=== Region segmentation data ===

┄┄┄┄┄┄

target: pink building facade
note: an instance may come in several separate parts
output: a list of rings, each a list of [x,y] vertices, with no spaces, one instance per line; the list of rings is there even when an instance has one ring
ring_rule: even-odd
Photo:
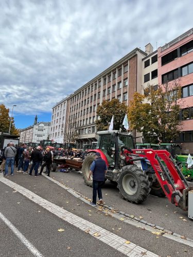
[[[159,47],[157,59],[159,84],[180,78],[183,105],[179,114],[183,125],[174,142],[183,143],[184,153],[193,154],[193,28]]]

┄┄┄┄┄┄

=== INSTRUCTION ===
Return every row above character for character, leaving the pictures out of your answer.

=== PROBLEM SOLUTION ===
target: pink building facade
note: an instance may come in several separate parts
output: a list of rings, each a list of [x,y] vertices, with no spaces, one instance per line; the list of rings is there even when an instance has one ring
ring_rule: even-odd
Photo:
[[[159,47],[157,59],[159,84],[180,78],[183,105],[179,114],[183,125],[174,142],[183,143],[184,153],[193,154],[193,28]]]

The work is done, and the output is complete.